Exactly the lines starting at the line containing "Target: metal flagpole" and ending at the line containing "Pixel coordinates per instance, written like (63,19)." are to be written out from the listing below, both included.

** Opening Entries provided block **

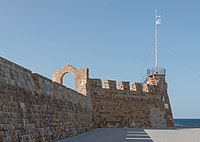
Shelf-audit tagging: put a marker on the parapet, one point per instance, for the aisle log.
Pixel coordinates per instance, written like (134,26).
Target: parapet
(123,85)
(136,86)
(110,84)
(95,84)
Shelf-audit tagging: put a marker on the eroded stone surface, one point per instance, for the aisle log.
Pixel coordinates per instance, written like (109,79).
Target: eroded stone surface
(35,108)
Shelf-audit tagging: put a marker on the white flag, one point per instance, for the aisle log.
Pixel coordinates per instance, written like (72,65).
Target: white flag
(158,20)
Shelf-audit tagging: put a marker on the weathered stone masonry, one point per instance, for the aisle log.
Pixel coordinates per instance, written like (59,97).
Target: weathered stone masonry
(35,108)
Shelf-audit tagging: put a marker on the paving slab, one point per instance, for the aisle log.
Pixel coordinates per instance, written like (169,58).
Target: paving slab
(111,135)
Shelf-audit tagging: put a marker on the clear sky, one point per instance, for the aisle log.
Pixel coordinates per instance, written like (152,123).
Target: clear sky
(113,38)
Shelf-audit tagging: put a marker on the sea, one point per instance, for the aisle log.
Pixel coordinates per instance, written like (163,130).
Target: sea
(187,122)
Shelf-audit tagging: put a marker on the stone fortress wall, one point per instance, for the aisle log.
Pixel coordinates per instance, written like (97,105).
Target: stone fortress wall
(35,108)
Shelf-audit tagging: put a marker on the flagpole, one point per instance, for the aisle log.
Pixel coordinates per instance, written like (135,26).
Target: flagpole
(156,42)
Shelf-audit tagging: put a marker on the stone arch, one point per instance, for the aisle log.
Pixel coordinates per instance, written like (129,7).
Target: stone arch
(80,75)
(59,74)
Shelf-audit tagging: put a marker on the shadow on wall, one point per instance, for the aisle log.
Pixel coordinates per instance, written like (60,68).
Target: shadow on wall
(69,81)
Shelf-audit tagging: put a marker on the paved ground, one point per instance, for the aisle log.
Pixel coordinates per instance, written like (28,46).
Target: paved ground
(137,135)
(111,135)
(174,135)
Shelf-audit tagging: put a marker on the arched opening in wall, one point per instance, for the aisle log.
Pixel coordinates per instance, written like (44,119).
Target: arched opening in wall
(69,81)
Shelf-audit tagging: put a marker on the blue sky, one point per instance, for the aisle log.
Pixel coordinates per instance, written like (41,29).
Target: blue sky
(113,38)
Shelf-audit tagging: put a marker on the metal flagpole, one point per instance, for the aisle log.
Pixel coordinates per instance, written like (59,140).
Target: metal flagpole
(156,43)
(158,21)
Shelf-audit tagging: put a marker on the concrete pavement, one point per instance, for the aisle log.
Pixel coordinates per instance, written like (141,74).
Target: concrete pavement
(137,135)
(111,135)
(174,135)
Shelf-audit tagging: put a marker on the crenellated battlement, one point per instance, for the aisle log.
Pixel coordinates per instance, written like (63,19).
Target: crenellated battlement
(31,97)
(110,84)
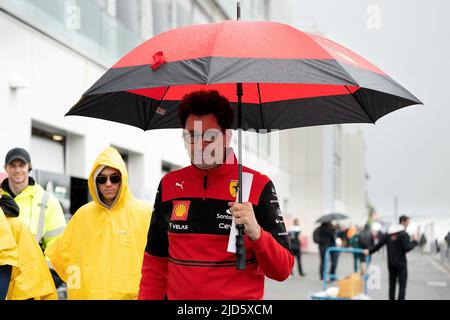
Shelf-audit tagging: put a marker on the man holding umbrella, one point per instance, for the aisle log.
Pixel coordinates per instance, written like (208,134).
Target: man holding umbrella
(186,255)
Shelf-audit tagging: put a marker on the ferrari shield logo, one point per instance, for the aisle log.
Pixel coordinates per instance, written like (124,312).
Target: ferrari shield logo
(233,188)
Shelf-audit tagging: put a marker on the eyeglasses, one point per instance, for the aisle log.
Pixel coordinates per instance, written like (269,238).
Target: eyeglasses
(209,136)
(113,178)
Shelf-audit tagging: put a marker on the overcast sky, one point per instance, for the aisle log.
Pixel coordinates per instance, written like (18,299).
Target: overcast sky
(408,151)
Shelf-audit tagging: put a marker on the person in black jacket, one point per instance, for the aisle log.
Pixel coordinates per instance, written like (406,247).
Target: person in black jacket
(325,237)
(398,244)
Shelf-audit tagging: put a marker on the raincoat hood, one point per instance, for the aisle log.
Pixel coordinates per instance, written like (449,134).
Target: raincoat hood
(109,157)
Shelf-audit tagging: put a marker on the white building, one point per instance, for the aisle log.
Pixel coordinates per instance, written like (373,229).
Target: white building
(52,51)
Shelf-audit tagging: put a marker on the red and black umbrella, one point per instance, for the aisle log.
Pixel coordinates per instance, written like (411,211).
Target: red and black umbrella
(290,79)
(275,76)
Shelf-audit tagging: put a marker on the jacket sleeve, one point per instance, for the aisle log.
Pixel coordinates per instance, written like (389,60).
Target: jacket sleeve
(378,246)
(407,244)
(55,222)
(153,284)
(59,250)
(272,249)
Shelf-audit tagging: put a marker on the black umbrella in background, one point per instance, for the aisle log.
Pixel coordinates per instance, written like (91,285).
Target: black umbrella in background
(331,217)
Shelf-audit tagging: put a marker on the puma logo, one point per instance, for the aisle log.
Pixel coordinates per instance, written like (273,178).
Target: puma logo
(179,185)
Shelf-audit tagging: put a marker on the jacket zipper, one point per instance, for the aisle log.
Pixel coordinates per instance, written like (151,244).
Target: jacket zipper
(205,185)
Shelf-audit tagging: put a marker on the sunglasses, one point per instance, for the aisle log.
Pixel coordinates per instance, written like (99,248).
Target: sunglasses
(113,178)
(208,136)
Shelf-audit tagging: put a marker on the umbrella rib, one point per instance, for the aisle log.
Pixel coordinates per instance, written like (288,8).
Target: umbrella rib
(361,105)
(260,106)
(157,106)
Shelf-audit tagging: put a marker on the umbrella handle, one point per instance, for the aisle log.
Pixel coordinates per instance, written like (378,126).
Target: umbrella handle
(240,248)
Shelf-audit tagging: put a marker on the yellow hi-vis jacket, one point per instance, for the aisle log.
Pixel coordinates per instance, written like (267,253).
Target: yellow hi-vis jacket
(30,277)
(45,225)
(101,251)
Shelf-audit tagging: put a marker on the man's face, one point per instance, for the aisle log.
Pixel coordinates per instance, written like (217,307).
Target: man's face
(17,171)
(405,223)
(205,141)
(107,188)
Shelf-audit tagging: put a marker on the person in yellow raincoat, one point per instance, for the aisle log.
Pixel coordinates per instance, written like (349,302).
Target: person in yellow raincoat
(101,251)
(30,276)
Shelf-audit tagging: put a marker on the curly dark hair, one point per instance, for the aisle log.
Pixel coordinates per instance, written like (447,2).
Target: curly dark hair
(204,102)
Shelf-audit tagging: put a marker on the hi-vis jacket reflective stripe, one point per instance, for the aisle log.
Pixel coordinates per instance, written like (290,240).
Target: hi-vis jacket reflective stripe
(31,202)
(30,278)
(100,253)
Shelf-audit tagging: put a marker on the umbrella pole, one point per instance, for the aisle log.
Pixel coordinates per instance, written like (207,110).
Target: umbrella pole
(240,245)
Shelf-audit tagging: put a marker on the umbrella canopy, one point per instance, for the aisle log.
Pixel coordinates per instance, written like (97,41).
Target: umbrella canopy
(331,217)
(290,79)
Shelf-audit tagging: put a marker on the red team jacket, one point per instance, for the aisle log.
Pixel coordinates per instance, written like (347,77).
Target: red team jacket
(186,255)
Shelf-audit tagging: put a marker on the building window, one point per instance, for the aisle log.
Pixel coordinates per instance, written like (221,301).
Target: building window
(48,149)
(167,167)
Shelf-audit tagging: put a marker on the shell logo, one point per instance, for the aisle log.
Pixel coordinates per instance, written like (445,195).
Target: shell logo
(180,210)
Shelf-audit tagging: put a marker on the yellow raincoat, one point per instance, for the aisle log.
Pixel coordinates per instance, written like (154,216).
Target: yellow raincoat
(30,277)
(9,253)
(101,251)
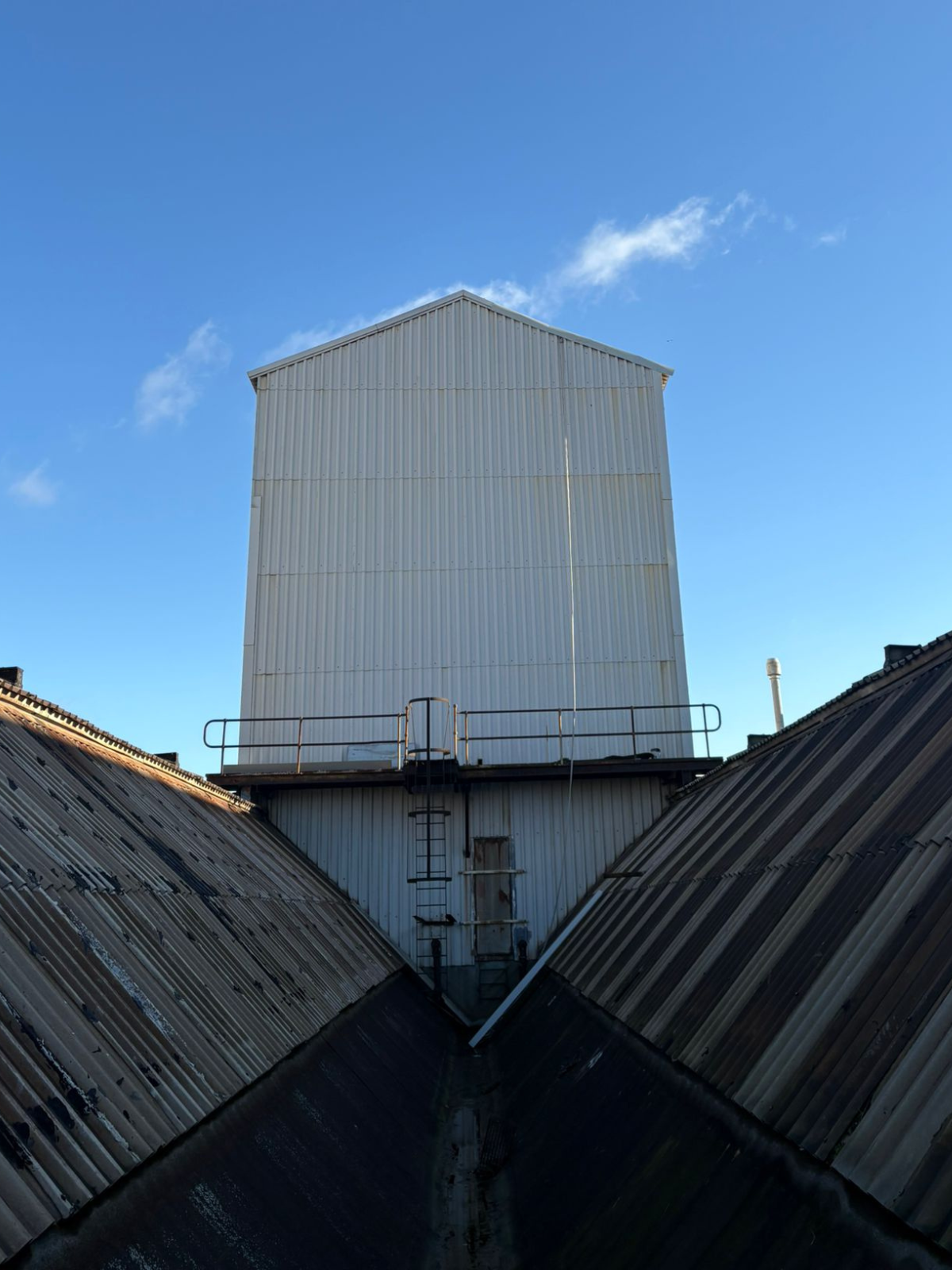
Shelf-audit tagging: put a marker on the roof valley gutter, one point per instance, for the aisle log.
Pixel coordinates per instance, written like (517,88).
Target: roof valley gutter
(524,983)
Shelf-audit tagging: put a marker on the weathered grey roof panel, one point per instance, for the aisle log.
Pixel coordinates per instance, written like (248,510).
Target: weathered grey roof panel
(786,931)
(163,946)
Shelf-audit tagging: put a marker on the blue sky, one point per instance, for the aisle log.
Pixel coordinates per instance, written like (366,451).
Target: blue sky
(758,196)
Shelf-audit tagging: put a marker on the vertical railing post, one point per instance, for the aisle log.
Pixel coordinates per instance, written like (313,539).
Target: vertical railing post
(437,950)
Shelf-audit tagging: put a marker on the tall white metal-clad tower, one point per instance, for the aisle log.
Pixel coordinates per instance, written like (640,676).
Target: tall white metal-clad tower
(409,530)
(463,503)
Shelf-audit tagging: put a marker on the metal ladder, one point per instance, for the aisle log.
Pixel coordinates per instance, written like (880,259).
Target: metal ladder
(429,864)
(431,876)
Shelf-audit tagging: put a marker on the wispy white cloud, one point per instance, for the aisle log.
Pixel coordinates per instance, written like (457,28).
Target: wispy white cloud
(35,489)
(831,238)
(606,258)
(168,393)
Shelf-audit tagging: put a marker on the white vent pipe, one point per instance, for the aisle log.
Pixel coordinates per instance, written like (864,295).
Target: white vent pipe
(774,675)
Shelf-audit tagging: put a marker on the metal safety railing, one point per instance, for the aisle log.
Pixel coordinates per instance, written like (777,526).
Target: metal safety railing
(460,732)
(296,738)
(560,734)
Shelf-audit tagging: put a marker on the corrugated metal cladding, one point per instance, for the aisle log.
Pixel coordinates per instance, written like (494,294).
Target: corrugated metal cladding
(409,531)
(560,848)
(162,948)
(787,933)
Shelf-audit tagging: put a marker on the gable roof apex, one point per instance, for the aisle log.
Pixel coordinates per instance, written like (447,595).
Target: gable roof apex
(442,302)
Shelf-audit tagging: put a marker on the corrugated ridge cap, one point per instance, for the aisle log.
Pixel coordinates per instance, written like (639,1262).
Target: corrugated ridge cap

** Closing Entries provided block **

- _Task response_:
Target: metal flagpole
(156,43)
(158,21)
Shelf-audit tagging: put a marker on the concrete pavement, one point per instance, for the aisle log.
Pixel coordinates per instance, written like (141,74).
Target: concrete pavement
(137,135)
(111,135)
(174,135)
Shelf-audit tagging: put a marker on the crenellated battlement, one point per instance, for the aisle log.
Pixel coordinates per instance, written like (63,19).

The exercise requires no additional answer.